══ TEXTAUSZUG ══

Nun ich nenne ihnen diese Beispiele, um aufzuzeigen, dass wir nicht wissen, wie sich Wissenschaft und Gesellschaft in den nächsten 100 Jahren entwickeln wird und ob wir heute am Anfang einer Entwicklung stehen über Ereignisse die dann irgend wann auch als selbstverständlich betrachtet werden. Das Verhältnis Mensch/Tier unterliegt einer ständigen Entwicklung. Von daher ist es demokratisch absolut legitim und gesellschaftspolitisch sogar erwünscht sich solchen Fragenstellungen mit dieser Initiative zu stellen.

Worum geht es bei der Initiative? 

Die Initianten verlangen, dass die basel-städtische Verfassung mit einem Artikel für das «Recht von nichtmenschlichen Primaten auf Leben und auf körperliche und geistige Unversehrtheit» ergänzt wird. Ausserdem ist der Initiativtext so zu verstehen, dass nur die kantonalen und kommunalen Organe direkt verpflichtet werden, die Primaten zu schützen, nicht aber Private. Ein Teil von uns begrüsst grundsätzlich die Impulswirkung der Initiative. Auch wenn die Lancierung auf Bundesebene zu begrüssen gewesen wäre, ist das Herunterbrechen auf die Kantonsebene legitim. Dennoch möchte ich kundtun, dass wir formelle Bedenken haben aber das Anliegen der Initianten nachvollziehen können. Wie sich eine Gesellschaft, das Verhältnis Mensch/Tier entwickelt ist mehr ethische, moralische denn eine politische Frage. Unter diesem Vorbehalt möchte ich mein Votum beenden und nochmals betonen, dass wir in unserer Fraktion unterschiedlicher Meinungen sind, die Gefühle gespalten und somit auch unterschiedlich abstimmen werden.

═══
══ BEREITGESTELLTE ANGABEN ══

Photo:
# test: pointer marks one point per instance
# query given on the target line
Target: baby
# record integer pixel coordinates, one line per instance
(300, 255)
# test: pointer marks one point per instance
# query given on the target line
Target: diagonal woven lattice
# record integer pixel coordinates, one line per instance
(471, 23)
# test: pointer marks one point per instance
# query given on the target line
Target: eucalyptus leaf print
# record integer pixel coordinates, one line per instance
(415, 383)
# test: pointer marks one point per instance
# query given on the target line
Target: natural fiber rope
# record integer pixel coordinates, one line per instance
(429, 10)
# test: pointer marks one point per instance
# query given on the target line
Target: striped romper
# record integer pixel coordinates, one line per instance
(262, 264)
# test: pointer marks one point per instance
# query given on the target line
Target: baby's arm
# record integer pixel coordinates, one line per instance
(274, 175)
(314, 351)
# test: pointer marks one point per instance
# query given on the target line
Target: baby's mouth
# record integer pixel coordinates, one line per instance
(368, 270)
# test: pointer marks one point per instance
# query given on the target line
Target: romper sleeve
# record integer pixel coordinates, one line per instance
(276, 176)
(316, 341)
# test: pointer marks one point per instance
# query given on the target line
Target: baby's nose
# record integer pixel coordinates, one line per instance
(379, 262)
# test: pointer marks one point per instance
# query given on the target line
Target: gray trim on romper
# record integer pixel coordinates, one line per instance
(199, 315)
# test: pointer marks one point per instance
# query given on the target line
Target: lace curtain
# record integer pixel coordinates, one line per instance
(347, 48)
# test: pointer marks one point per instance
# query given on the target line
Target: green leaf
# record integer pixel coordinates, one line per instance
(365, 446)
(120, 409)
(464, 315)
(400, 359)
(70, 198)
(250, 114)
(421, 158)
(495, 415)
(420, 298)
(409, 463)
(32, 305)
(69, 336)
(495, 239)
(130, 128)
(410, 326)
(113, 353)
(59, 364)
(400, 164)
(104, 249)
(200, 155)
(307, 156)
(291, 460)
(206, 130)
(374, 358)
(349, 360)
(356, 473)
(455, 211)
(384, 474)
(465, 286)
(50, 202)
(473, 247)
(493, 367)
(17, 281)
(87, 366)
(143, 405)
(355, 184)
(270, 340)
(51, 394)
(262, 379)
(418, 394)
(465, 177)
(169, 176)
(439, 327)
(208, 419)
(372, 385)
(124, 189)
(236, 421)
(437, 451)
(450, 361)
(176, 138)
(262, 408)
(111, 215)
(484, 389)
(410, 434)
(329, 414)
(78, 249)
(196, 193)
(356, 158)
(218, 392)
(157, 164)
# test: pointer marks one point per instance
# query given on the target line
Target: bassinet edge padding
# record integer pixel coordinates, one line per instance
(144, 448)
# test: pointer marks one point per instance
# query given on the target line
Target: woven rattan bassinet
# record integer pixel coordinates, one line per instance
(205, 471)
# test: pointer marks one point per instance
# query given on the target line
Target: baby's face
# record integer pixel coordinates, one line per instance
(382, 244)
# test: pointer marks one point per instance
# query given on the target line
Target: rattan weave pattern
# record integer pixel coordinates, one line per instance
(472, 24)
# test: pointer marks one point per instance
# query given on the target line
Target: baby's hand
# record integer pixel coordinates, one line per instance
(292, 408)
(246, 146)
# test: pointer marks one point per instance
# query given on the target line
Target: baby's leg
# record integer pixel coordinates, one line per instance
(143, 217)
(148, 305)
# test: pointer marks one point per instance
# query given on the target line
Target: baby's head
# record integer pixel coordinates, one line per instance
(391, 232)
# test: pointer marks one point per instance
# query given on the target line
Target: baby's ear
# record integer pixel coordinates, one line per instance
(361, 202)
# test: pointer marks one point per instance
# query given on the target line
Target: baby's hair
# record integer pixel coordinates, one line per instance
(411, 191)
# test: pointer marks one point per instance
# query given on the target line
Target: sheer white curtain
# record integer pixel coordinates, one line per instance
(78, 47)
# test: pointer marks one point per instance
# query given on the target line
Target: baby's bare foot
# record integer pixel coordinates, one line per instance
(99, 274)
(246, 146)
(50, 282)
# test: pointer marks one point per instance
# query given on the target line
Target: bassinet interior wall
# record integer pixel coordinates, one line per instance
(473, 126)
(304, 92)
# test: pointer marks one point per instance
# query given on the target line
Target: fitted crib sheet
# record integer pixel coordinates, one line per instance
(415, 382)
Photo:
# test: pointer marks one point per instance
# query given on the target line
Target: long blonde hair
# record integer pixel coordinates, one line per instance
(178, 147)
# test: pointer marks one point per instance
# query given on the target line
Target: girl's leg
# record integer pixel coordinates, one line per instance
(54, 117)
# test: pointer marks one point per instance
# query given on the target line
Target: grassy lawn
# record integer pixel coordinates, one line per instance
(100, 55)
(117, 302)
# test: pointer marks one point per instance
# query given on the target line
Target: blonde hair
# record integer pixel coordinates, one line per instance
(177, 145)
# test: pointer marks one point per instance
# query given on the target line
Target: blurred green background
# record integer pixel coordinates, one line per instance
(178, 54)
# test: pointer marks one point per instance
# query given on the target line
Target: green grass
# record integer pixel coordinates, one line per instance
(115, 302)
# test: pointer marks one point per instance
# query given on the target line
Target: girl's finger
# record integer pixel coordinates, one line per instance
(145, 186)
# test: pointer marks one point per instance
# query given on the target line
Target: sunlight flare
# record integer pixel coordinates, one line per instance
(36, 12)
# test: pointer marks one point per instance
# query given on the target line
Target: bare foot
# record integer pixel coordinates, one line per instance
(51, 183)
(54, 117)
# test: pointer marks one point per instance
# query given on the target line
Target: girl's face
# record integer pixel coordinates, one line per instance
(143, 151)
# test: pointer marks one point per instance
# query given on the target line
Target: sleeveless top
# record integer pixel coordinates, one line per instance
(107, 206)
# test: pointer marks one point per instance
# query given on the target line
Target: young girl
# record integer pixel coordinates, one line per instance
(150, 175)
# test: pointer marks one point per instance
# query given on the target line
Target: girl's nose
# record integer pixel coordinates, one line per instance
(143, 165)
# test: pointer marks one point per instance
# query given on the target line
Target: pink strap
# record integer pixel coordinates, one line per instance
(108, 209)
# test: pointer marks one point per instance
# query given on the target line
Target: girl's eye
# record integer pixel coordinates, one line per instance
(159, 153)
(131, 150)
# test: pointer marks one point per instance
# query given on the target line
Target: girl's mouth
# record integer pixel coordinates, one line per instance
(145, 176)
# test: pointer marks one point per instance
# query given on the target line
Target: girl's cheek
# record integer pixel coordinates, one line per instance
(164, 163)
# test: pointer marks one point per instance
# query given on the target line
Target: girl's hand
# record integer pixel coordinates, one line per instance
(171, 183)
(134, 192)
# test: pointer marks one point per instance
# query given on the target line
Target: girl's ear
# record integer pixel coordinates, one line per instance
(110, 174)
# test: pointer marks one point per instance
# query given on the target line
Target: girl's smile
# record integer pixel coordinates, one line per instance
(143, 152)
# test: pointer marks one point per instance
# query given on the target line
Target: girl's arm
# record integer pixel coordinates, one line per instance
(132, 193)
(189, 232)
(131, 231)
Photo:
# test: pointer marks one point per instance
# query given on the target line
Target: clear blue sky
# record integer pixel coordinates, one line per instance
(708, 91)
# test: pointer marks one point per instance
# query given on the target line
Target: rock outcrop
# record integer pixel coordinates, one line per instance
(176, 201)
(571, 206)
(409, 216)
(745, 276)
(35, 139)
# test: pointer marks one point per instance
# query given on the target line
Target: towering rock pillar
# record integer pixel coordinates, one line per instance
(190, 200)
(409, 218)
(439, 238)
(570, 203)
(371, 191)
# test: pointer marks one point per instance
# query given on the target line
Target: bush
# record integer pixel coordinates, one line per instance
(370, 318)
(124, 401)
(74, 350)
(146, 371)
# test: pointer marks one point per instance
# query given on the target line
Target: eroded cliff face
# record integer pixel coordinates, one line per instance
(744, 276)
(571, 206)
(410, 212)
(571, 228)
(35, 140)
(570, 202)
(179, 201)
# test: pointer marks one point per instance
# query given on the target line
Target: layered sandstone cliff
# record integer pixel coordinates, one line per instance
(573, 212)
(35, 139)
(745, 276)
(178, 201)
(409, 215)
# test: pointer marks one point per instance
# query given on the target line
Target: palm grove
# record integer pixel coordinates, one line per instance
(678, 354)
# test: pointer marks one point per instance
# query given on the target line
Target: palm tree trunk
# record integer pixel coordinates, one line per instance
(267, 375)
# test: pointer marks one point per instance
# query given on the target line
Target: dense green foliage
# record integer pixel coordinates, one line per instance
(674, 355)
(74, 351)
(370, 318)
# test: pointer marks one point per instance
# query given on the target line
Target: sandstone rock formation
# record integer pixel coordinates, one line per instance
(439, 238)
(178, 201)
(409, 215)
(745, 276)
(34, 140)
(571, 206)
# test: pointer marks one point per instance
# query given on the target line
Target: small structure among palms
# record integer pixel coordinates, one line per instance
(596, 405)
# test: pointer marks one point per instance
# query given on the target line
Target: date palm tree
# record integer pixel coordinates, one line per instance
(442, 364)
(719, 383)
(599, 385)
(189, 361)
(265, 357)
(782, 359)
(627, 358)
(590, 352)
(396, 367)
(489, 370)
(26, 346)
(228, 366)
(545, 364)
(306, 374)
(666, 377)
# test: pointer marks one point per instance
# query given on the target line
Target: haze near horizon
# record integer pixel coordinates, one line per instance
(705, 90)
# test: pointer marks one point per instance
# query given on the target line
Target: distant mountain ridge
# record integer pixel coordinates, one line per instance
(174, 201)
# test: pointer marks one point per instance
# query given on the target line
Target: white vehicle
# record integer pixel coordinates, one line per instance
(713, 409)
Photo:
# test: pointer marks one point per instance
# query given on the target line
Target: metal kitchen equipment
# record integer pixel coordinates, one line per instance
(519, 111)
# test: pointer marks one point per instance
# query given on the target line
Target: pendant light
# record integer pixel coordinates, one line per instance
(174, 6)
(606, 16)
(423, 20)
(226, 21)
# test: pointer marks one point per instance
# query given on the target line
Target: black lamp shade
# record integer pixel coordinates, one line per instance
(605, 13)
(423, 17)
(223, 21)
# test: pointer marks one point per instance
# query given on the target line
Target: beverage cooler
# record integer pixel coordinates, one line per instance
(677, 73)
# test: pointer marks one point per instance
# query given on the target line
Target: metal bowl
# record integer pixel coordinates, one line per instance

═══

• [AUFGABEN]:
- A) Welche Organe verpflichtet der Initiativtext laut dem Textauszug direkt, die Primaten zu schützen?
- B) Zitiere aus dem Textauszug die Stelle, die bei „Nun ich nenne“ beginnt und bei „bei der Initiative?“ endet.
- C) Welche Rechte nichtmenschlicher Primaten soll der neue Verfassungsartikel laut dem Textauszug festschreiben? Nenne alle.
Die Zeilen sind eigenständiges Material und gehören nicht zum Textauszug.

• [ANTWORTEN JE AUFGABE]:
- A) Nur die kantonalen und kommunalen Organe, nicht aber Private.

- B)
Nun ich nenne ihnen diese Beispiele, um aufzuzeigen, dass wir nicht wissen, wie sich Wissenschaft und Gesellschaft in den nächsten 100 Jahren entwickeln wird und ob wir heute am Anfang einer Entwicklung stehen über Ereignisse die dann irgend wann auch als selbstverständlich betrachtet werden. Das Verhältnis Mensch/Tier unterliegt einer ständigen Entwicklung. Von daher ist es demokratisch absolut legitim und gesellschaftspolitisch sogar erwünscht sich solchen Fragenstellungen mit dieser Initiative zu stellen.

Worum geht es bei der Initiative?

- C)
- Recht auf Leben
- Recht auf körperliche Unversehrtheit
- Recht auf geistige Unversehrtheit